Selected text: Begin

Many prisons, even the newest ones, are in bad repair. Prison building contracts are usually payoffs for political favors. The Ridge Reich is notoriously infected with the cancer of graft. As a result, the prisons are badly built and very badly maintained, but the "friendly" contractors reap huge profits.
Recently a conscientious inmate, "RJ," in one of the older prisons made a good faith effort to induce the prison administration to correct some of the many health and safety hazards in the prison. He asked the Deputy Warden about having some of the health violations corrected and drew his attention to the Pennsylvania Department of Labor and Industry regulations.
RJ reported that the Deputy Warden answered to the effect that he, (the Deputy Warden) ran the jail and that the Department of Labor and Industry (which supposedly sets and enforces health and safety standards) could get fucked!

Selected text: End

Activities >>
a: According to the passage on prison repair, what are prison building contracts usually?
b: Please output everything in the passage on prison repair from "Recently a conscientious" down to "could get fucked!".
Rely only on the passage on prison repair.

Dataset records: Begin

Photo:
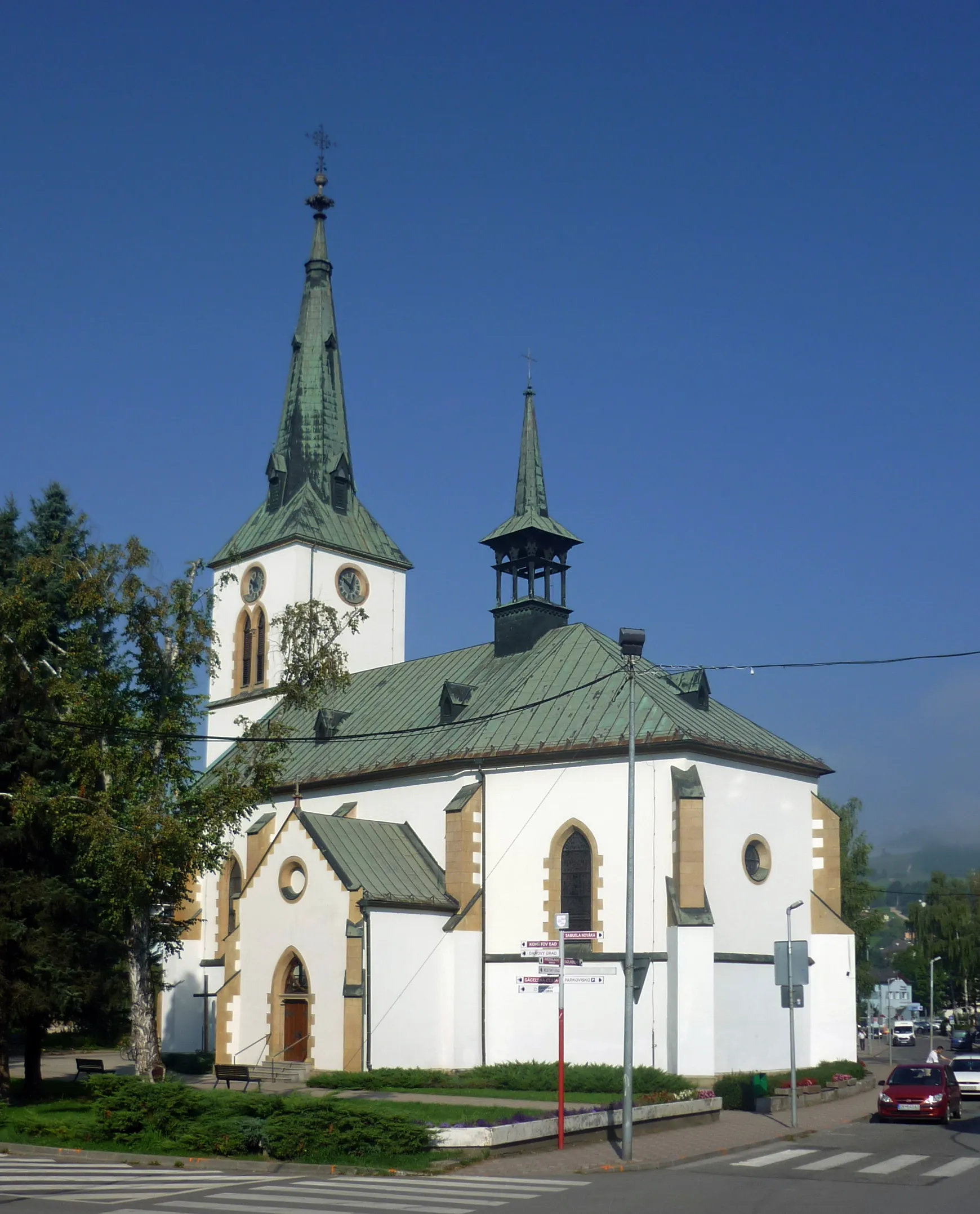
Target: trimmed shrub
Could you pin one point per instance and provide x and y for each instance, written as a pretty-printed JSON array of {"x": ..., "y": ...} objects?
[
  {"x": 506, "y": 1077},
  {"x": 127, "y": 1108},
  {"x": 331, "y": 1128}
]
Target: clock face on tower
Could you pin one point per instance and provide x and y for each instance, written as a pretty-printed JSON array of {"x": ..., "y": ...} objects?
[
  {"x": 351, "y": 585},
  {"x": 253, "y": 584}
]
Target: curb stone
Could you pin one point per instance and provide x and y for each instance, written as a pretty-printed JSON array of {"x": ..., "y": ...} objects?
[{"x": 224, "y": 1163}]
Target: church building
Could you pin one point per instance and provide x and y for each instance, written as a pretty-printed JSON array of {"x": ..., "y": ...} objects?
[{"x": 439, "y": 813}]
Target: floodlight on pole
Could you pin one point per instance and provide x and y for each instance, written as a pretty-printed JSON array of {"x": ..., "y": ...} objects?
[
  {"x": 632, "y": 647},
  {"x": 790, "y": 911}
]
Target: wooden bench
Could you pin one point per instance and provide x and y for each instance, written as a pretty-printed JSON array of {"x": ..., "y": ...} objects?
[
  {"x": 235, "y": 1075},
  {"x": 91, "y": 1066}
]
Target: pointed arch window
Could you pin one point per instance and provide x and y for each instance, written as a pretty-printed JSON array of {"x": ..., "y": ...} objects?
[
  {"x": 247, "y": 644},
  {"x": 235, "y": 894},
  {"x": 260, "y": 647},
  {"x": 577, "y": 882},
  {"x": 296, "y": 979}
]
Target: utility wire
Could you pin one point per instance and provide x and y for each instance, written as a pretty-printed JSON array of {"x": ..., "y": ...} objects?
[
  {"x": 345, "y": 737},
  {"x": 812, "y": 666}
]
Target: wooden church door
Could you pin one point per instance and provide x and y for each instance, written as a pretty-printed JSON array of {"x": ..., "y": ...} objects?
[{"x": 296, "y": 1030}]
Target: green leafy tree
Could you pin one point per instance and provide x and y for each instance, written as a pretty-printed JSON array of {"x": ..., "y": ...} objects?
[
  {"x": 857, "y": 893},
  {"x": 50, "y": 928}
]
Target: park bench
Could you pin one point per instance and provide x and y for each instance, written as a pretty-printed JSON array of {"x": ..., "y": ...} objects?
[
  {"x": 236, "y": 1075},
  {"x": 90, "y": 1066}
]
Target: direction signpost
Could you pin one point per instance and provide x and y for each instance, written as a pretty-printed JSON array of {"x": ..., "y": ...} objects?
[{"x": 551, "y": 975}]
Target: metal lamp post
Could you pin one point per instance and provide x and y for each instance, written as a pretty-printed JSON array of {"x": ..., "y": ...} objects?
[
  {"x": 632, "y": 647},
  {"x": 790, "y": 911}
]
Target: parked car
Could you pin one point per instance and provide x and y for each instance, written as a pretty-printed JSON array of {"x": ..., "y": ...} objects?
[
  {"x": 967, "y": 1071},
  {"x": 920, "y": 1092}
]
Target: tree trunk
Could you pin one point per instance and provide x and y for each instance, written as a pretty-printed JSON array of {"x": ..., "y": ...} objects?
[
  {"x": 142, "y": 997},
  {"x": 34, "y": 1035},
  {"x": 4, "y": 1069}
]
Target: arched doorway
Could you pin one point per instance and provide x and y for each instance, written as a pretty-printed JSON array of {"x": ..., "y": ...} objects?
[{"x": 296, "y": 1012}]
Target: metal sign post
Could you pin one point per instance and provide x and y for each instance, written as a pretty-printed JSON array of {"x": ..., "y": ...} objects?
[
  {"x": 790, "y": 911},
  {"x": 562, "y": 923}
]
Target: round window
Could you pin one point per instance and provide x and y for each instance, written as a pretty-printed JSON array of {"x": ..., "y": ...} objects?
[
  {"x": 292, "y": 881},
  {"x": 757, "y": 859}
]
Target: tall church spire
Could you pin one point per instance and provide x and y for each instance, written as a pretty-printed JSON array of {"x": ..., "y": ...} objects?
[
  {"x": 313, "y": 497},
  {"x": 531, "y": 550},
  {"x": 313, "y": 442},
  {"x": 530, "y": 498}
]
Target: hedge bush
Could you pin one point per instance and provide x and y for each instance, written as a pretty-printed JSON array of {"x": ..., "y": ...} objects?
[
  {"x": 506, "y": 1077},
  {"x": 735, "y": 1090},
  {"x": 127, "y": 1110}
]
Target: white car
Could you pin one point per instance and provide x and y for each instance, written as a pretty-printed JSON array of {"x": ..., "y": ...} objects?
[{"x": 967, "y": 1071}]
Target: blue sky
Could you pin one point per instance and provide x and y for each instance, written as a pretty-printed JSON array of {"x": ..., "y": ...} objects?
[{"x": 740, "y": 239}]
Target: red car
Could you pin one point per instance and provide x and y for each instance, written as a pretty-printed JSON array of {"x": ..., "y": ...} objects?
[{"x": 915, "y": 1092}]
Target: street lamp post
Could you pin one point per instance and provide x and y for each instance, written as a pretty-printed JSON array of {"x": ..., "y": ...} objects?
[
  {"x": 932, "y": 998},
  {"x": 790, "y": 911},
  {"x": 632, "y": 647}
]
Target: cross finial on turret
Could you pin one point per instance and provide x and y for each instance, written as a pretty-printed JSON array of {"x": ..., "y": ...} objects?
[{"x": 320, "y": 202}]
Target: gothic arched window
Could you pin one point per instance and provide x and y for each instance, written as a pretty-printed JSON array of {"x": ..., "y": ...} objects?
[
  {"x": 247, "y": 640},
  {"x": 235, "y": 894},
  {"x": 296, "y": 979},
  {"x": 577, "y": 882},
  {"x": 260, "y": 647}
]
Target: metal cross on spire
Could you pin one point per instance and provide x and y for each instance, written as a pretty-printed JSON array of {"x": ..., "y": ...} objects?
[
  {"x": 530, "y": 361},
  {"x": 321, "y": 140},
  {"x": 320, "y": 202}
]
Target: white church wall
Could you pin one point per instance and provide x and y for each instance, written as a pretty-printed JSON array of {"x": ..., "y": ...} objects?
[
  {"x": 409, "y": 995},
  {"x": 524, "y": 1028},
  {"x": 741, "y": 802},
  {"x": 752, "y": 1029},
  {"x": 314, "y": 926},
  {"x": 834, "y": 1033},
  {"x": 294, "y": 575}
]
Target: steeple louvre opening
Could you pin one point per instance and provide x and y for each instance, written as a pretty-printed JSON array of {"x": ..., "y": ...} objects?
[{"x": 531, "y": 552}]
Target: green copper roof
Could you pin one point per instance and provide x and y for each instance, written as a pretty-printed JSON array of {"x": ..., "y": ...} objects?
[
  {"x": 309, "y": 519},
  {"x": 393, "y": 723},
  {"x": 313, "y": 455},
  {"x": 531, "y": 500},
  {"x": 385, "y": 860}
]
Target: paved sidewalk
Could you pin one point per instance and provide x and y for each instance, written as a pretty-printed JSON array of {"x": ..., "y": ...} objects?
[{"x": 733, "y": 1132}]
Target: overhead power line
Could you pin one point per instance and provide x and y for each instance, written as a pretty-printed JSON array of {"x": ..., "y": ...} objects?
[{"x": 752, "y": 667}]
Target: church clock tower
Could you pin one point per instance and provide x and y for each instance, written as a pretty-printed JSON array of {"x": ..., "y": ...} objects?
[{"x": 311, "y": 538}]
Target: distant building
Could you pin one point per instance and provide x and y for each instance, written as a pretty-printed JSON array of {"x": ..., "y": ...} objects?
[{"x": 890, "y": 998}]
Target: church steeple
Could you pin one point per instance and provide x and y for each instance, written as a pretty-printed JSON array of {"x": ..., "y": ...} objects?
[
  {"x": 313, "y": 444},
  {"x": 313, "y": 497},
  {"x": 531, "y": 550}
]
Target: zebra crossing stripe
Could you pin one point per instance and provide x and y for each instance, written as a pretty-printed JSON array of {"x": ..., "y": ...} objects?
[
  {"x": 955, "y": 1167},
  {"x": 425, "y": 1194},
  {"x": 767, "y": 1161},
  {"x": 835, "y": 1161},
  {"x": 894, "y": 1164},
  {"x": 425, "y": 1189},
  {"x": 321, "y": 1203}
]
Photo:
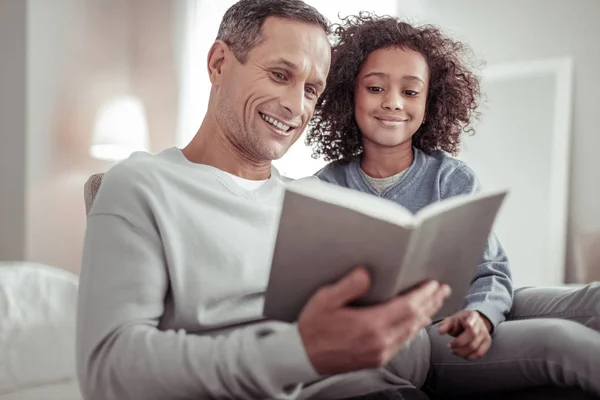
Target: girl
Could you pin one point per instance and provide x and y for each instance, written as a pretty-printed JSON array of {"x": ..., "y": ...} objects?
[{"x": 397, "y": 101}]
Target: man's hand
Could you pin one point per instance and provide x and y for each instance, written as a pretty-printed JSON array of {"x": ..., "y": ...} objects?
[
  {"x": 339, "y": 338},
  {"x": 472, "y": 332}
]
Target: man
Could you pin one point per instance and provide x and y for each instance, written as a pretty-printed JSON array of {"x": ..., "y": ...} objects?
[{"x": 177, "y": 249}]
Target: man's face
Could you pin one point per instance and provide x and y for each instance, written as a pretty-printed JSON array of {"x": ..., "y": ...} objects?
[{"x": 264, "y": 105}]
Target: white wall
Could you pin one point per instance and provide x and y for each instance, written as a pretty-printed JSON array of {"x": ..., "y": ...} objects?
[
  {"x": 515, "y": 30},
  {"x": 13, "y": 15},
  {"x": 60, "y": 61}
]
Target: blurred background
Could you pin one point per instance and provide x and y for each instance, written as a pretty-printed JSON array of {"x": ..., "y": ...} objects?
[{"x": 83, "y": 83}]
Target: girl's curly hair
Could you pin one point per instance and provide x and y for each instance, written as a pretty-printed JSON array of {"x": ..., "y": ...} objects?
[{"x": 452, "y": 97}]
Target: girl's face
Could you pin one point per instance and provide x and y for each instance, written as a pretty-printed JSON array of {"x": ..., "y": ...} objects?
[{"x": 390, "y": 96}]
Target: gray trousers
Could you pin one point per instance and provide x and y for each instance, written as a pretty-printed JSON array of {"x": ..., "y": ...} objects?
[{"x": 551, "y": 336}]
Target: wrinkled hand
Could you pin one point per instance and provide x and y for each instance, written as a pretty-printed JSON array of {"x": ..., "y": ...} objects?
[
  {"x": 339, "y": 338},
  {"x": 472, "y": 332}
]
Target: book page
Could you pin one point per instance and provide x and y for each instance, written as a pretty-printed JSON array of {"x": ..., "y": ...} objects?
[
  {"x": 365, "y": 203},
  {"x": 448, "y": 246},
  {"x": 318, "y": 243}
]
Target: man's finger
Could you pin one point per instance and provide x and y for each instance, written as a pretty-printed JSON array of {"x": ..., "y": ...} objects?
[
  {"x": 481, "y": 349},
  {"x": 463, "y": 339},
  {"x": 446, "y": 325},
  {"x": 351, "y": 287}
]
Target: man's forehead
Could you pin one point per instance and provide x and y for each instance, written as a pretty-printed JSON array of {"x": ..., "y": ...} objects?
[{"x": 283, "y": 44}]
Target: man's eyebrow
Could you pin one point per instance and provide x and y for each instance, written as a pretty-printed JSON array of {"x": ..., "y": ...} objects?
[
  {"x": 286, "y": 62},
  {"x": 294, "y": 67},
  {"x": 384, "y": 75}
]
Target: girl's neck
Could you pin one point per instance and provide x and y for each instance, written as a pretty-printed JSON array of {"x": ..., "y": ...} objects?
[{"x": 383, "y": 162}]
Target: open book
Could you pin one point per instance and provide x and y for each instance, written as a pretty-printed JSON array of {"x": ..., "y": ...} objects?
[{"x": 325, "y": 231}]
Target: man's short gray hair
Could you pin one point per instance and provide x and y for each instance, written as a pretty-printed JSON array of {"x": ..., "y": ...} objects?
[{"x": 242, "y": 23}]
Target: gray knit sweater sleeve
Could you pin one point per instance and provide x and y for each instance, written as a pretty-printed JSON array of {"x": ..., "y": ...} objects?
[{"x": 491, "y": 291}]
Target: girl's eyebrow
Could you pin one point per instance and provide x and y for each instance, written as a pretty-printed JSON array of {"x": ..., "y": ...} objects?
[{"x": 384, "y": 75}]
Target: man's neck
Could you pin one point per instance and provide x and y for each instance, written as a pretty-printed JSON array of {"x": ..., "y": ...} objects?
[
  {"x": 210, "y": 147},
  {"x": 383, "y": 162}
]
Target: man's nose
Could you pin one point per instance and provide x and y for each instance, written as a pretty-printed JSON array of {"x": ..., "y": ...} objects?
[{"x": 294, "y": 100}]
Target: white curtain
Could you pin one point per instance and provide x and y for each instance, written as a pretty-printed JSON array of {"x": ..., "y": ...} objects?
[{"x": 200, "y": 21}]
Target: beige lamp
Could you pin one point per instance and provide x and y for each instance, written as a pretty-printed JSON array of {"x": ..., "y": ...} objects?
[{"x": 120, "y": 129}]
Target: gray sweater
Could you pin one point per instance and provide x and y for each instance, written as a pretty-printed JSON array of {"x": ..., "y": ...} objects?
[
  {"x": 432, "y": 178},
  {"x": 175, "y": 264}
]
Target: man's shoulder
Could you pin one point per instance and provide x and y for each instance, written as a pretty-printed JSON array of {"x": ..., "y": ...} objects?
[
  {"x": 129, "y": 182},
  {"x": 134, "y": 171}
]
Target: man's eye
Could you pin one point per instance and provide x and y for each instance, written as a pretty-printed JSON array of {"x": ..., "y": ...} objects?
[{"x": 311, "y": 91}]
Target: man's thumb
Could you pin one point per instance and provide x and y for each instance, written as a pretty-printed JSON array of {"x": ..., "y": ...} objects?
[{"x": 350, "y": 287}]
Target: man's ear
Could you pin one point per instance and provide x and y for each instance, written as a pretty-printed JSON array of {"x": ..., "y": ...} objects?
[{"x": 217, "y": 56}]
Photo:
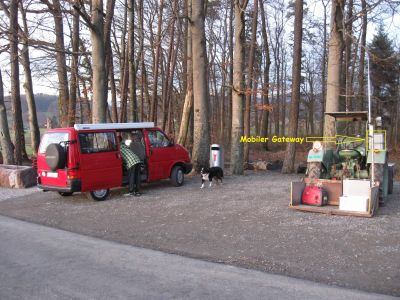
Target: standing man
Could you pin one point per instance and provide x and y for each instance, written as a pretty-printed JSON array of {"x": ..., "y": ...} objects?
[{"x": 132, "y": 163}]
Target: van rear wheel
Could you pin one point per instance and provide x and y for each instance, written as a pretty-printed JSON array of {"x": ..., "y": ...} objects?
[
  {"x": 98, "y": 195},
  {"x": 177, "y": 176},
  {"x": 65, "y": 194}
]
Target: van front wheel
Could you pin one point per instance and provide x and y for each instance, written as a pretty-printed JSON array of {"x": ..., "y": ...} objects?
[
  {"x": 65, "y": 194},
  {"x": 99, "y": 195},
  {"x": 177, "y": 176}
]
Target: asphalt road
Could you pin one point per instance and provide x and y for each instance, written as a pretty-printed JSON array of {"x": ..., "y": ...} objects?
[{"x": 39, "y": 262}]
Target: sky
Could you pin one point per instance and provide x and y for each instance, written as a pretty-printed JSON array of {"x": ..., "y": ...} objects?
[{"x": 48, "y": 85}]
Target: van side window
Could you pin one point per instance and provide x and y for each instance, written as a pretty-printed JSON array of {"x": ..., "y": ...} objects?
[
  {"x": 158, "y": 139},
  {"x": 93, "y": 142},
  {"x": 53, "y": 138}
]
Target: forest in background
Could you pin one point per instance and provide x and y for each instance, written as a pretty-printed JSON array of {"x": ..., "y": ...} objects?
[{"x": 203, "y": 71}]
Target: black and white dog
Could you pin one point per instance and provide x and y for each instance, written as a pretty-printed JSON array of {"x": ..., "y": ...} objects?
[{"x": 210, "y": 174}]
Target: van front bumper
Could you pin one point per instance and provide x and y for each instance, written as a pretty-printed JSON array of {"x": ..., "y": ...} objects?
[
  {"x": 188, "y": 167},
  {"x": 75, "y": 185}
]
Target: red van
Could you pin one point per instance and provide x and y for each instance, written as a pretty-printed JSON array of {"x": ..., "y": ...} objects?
[{"x": 86, "y": 158}]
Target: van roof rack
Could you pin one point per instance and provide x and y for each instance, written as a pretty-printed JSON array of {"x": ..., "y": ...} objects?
[{"x": 101, "y": 126}]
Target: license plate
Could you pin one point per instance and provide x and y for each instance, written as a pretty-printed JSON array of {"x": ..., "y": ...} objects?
[{"x": 52, "y": 174}]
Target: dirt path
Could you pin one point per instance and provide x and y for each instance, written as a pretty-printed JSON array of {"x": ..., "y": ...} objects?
[{"x": 245, "y": 222}]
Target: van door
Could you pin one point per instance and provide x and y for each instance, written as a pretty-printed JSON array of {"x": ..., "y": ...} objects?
[
  {"x": 101, "y": 163},
  {"x": 160, "y": 154}
]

Dataset records: End

Answers to the exercise >>
a: Payoffs for political favors.

b:
Recently a conscientious inmate, "RJ," in one of the older prisons made a good faith effort to induce the prison administration to correct some of the many health and safety hazards in the prison. He asked the Deputy Warden about having some of the health violations corrected and drew his attention to the Pennsylvania Department of Labor and Industry regulations.
RJ reported that the Deputy Warden answered to the effect that he, (the Deputy Warden) ran the jail and that the Department of Labor and Industry (which supposedly sets and enforces health and safety standards) could get fucked!